Exercise description: Give again, word for word, only the lines from the one containing "black beanie, one" through the final line.

Given data:

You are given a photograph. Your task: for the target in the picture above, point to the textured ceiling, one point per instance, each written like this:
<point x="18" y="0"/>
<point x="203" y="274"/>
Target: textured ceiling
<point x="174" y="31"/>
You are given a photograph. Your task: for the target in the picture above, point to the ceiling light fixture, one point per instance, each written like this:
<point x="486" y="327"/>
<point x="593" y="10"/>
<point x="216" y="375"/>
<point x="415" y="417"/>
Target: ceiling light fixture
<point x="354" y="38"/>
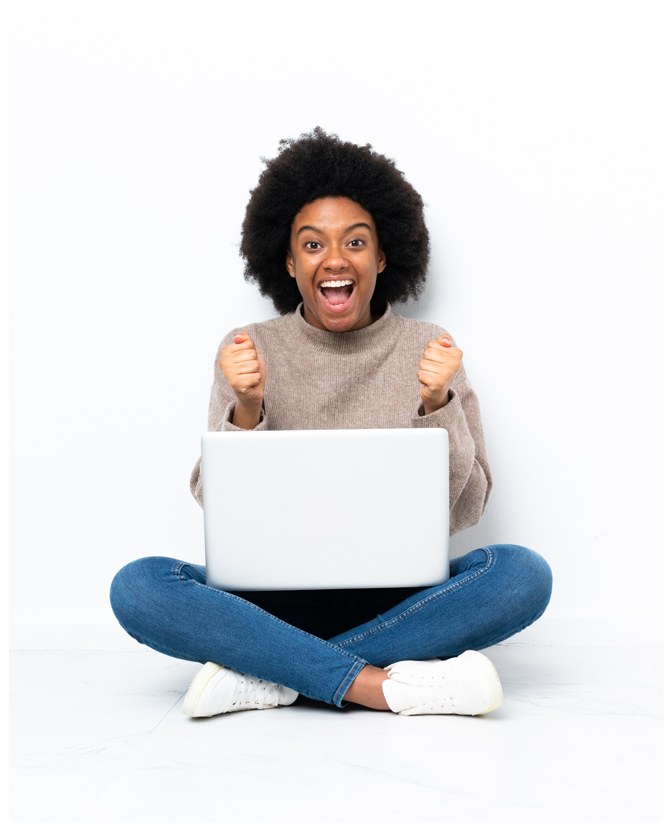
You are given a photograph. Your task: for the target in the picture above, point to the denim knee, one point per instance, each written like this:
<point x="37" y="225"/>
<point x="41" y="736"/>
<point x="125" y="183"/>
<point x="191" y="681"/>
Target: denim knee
<point x="529" y="580"/>
<point x="131" y="592"/>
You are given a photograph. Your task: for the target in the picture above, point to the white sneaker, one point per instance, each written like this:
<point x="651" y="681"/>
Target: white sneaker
<point x="466" y="685"/>
<point x="216" y="689"/>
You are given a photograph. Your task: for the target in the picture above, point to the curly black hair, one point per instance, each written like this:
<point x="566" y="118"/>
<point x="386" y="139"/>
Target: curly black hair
<point x="318" y="165"/>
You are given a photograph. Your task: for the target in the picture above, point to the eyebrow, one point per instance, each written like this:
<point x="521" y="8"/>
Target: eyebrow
<point x="353" y="227"/>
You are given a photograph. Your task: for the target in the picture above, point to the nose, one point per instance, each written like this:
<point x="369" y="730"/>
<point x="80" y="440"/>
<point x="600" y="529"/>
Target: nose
<point x="335" y="260"/>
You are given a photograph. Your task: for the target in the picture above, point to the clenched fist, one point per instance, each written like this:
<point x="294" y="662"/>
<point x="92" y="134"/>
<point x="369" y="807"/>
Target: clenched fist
<point x="437" y="369"/>
<point x="244" y="367"/>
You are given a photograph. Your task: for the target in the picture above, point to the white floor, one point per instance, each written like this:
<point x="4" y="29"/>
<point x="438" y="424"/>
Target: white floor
<point x="99" y="737"/>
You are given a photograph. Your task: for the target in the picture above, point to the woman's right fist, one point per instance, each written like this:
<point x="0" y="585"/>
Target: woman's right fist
<point x="244" y="367"/>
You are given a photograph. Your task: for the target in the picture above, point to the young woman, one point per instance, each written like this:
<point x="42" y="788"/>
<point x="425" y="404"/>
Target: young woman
<point x="334" y="235"/>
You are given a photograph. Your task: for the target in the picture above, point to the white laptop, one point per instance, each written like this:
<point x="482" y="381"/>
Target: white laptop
<point x="326" y="509"/>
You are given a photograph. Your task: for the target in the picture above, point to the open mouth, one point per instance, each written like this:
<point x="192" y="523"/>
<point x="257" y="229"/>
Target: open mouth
<point x="337" y="298"/>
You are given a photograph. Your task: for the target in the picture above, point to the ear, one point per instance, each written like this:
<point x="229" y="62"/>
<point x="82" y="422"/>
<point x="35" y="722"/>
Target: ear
<point x="289" y="264"/>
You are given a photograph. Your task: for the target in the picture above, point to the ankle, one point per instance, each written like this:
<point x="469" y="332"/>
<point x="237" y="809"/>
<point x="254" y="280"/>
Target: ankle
<point x="366" y="689"/>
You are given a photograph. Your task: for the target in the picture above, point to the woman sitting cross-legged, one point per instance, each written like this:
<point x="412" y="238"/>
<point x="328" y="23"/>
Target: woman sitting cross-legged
<point x="334" y="235"/>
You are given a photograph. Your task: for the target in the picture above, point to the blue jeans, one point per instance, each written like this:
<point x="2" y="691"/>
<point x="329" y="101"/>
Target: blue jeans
<point x="317" y="642"/>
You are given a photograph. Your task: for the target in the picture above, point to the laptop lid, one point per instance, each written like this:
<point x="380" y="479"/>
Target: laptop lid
<point x="326" y="509"/>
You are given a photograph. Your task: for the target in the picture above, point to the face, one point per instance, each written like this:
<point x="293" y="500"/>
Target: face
<point x="335" y="240"/>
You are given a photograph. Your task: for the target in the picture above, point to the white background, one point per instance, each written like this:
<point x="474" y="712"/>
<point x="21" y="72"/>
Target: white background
<point x="532" y="131"/>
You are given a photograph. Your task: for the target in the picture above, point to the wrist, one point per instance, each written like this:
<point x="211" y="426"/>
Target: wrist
<point x="246" y="416"/>
<point x="429" y="409"/>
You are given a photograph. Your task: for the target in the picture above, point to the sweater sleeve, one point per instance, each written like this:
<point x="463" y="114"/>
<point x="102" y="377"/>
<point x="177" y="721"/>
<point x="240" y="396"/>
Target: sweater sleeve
<point x="470" y="480"/>
<point x="222" y="402"/>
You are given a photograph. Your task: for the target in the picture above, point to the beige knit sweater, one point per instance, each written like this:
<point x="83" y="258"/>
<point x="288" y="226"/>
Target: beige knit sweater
<point x="359" y="379"/>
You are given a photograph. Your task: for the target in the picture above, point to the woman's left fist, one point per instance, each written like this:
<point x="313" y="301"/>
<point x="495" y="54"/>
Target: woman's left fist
<point x="437" y="369"/>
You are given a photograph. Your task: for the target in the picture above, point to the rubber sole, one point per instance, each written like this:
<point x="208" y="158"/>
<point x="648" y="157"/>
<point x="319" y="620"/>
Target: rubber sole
<point x="194" y="692"/>
<point x="490" y="675"/>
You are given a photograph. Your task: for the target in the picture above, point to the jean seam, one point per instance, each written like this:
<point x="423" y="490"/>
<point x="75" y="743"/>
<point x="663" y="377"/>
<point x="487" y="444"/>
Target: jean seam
<point x="449" y="587"/>
<point x="346" y="683"/>
<point x="517" y="630"/>
<point x="258" y="609"/>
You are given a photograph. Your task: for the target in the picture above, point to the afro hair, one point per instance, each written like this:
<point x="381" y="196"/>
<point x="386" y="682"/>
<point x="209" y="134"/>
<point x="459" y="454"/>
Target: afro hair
<point x="318" y="165"/>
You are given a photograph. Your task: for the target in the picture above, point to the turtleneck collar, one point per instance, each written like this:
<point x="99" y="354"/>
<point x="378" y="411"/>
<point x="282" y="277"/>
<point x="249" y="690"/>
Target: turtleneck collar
<point x="377" y="334"/>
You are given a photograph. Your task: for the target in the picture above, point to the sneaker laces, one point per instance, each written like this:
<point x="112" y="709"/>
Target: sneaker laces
<point x="254" y="692"/>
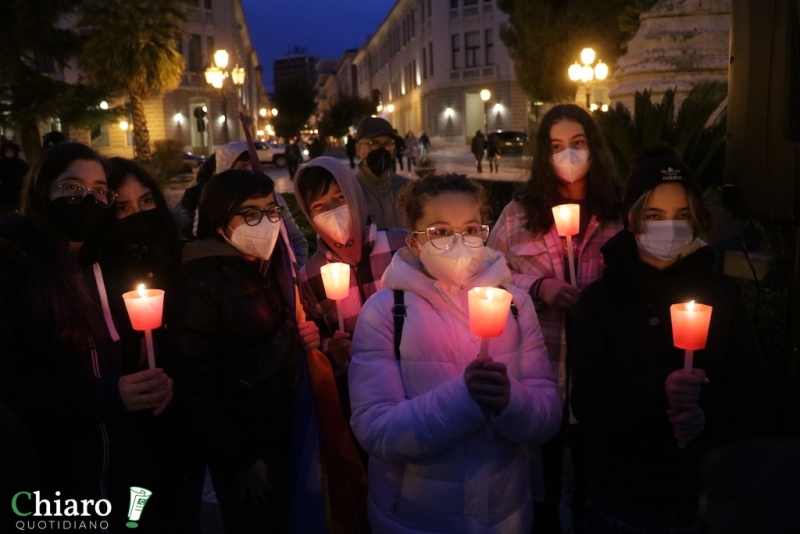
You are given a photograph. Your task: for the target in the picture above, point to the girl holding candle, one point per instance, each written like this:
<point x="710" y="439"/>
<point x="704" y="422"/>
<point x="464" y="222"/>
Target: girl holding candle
<point x="571" y="165"/>
<point x="423" y="419"/>
<point x="237" y="348"/>
<point x="60" y="371"/>
<point x="332" y="200"/>
<point x="649" y="422"/>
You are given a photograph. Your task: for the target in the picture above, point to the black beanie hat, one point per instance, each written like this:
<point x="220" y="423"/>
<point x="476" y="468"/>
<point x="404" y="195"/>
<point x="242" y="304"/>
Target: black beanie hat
<point x="652" y="172"/>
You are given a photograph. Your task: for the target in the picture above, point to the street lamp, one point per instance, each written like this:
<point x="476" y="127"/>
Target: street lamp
<point x="485" y="96"/>
<point x="587" y="74"/>
<point x="215" y="76"/>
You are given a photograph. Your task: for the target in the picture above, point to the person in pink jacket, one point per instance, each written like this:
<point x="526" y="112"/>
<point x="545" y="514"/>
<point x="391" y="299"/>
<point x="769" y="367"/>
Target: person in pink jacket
<point x="449" y="433"/>
<point x="571" y="165"/>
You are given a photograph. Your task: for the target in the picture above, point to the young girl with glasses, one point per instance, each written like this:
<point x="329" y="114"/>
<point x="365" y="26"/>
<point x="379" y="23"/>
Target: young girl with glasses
<point x="61" y="372"/>
<point x="448" y="432"/>
<point x="238" y="348"/>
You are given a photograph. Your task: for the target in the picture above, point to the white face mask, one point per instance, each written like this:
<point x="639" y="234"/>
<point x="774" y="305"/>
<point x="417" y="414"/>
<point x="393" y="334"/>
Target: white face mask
<point x="665" y="240"/>
<point x="571" y="164"/>
<point x="335" y="223"/>
<point x="455" y="265"/>
<point x="258" y="241"/>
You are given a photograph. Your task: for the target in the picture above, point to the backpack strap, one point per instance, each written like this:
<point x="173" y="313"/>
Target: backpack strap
<point x="399" y="314"/>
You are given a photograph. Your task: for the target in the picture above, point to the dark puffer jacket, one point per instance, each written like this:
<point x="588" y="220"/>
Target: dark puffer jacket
<point x="234" y="346"/>
<point x="622" y="352"/>
<point x="66" y="397"/>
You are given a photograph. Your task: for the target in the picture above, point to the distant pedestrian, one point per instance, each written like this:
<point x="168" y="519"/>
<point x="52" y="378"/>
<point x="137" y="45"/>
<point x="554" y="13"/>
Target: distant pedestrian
<point x="293" y="157"/>
<point x="493" y="152"/>
<point x="424" y="144"/>
<point x="478" y="147"/>
<point x="350" y="146"/>
<point x="411" y="149"/>
<point x="12" y="172"/>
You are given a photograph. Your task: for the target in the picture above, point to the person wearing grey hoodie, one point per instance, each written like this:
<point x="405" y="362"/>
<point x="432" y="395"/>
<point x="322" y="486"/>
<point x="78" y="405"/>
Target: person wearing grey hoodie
<point x="332" y="200"/>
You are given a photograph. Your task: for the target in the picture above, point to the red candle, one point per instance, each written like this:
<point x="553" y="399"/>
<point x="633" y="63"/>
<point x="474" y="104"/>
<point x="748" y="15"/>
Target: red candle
<point x="568" y="224"/>
<point x="145" y="307"/>
<point x="488" y="310"/>
<point x="336" y="279"/>
<point x="568" y="219"/>
<point x="690" y="328"/>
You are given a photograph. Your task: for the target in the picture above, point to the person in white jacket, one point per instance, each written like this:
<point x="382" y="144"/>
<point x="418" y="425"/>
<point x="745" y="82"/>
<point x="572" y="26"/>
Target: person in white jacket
<point x="449" y="433"/>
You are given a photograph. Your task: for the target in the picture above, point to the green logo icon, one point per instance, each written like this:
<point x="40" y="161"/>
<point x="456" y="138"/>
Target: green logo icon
<point x="139" y="498"/>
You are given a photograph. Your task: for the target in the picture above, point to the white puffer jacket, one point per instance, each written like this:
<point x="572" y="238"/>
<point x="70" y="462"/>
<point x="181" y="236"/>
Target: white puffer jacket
<point x="433" y="465"/>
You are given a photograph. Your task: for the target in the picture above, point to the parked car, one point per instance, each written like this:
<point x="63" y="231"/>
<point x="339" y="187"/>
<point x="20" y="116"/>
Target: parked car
<point x="193" y="159"/>
<point x="511" y="142"/>
<point x="271" y="153"/>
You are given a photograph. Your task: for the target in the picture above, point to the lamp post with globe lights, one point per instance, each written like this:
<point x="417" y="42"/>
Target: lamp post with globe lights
<point x="485" y="96"/>
<point x="215" y="76"/>
<point x="588" y="74"/>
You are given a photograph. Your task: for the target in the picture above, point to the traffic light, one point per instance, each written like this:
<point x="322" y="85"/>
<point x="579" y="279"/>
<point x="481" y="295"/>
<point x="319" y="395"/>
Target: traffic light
<point x="200" y="115"/>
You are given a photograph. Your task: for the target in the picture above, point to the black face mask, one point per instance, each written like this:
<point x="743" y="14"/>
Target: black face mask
<point x="139" y="229"/>
<point x="79" y="220"/>
<point x="379" y="161"/>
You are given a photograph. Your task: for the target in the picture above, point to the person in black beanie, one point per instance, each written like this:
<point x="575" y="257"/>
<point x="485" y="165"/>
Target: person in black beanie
<point x="650" y="423"/>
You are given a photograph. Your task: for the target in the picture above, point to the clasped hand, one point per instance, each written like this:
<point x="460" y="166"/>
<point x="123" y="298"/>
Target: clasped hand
<point x="683" y="394"/>
<point x="487" y="382"/>
<point x="151" y="388"/>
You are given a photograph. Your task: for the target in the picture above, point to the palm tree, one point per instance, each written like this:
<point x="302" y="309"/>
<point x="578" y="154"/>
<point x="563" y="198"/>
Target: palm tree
<point x="131" y="50"/>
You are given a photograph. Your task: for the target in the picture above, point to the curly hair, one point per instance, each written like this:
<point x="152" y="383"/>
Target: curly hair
<point x="417" y="193"/>
<point x="540" y="193"/>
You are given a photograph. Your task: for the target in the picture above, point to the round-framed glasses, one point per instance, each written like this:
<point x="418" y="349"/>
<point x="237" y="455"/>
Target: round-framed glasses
<point x="444" y="237"/>
<point x="74" y="193"/>
<point x="253" y="216"/>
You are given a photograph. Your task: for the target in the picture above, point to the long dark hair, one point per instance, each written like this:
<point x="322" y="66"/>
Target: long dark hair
<point x="540" y="193"/>
<point x="166" y="243"/>
<point x="224" y="194"/>
<point x="60" y="290"/>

Answer to this task:
You are given a photograph. Your task: for the target in the picture above, point to the person in black beanie, one point per instance, each written like this:
<point x="575" y="257"/>
<point x="485" y="165"/>
Target: person in black beanie
<point x="650" y="423"/>
You are given a photograph. Your task: for the target in the picture above, point to the clasped hand, one point per instance, each written like this:
<point x="460" y="166"/>
<point x="123" y="298"/>
Target: clasped hand
<point x="683" y="394"/>
<point x="487" y="382"/>
<point x="151" y="388"/>
You are given a photograph. Your task: for the target in the picture above, point to the palm tree, one point per instance, each written like this:
<point x="302" y="309"/>
<point x="578" y="154"/>
<point x="563" y="198"/>
Target: palm tree
<point x="131" y="50"/>
You are given a photograph. Your task: for the target in the picture above, point to the curly hair, one point per instance, each written like this:
<point x="152" y="383"/>
Target: curly hair
<point x="417" y="193"/>
<point x="540" y="193"/>
You are given a photograph. Your task: for the target in the picture above, point to the round-framed glasses, one point per instance, each written like this:
<point x="418" y="349"/>
<point x="237" y="455"/>
Target: round-framed glasses
<point x="444" y="237"/>
<point x="74" y="193"/>
<point x="253" y="216"/>
You are given a photograph. Your task: for the target in the picture above, point to the long dark hair, one point per instance, each written like this:
<point x="322" y="66"/>
Target: long dark hair
<point x="540" y="193"/>
<point x="166" y="243"/>
<point x="224" y="194"/>
<point x="60" y="290"/>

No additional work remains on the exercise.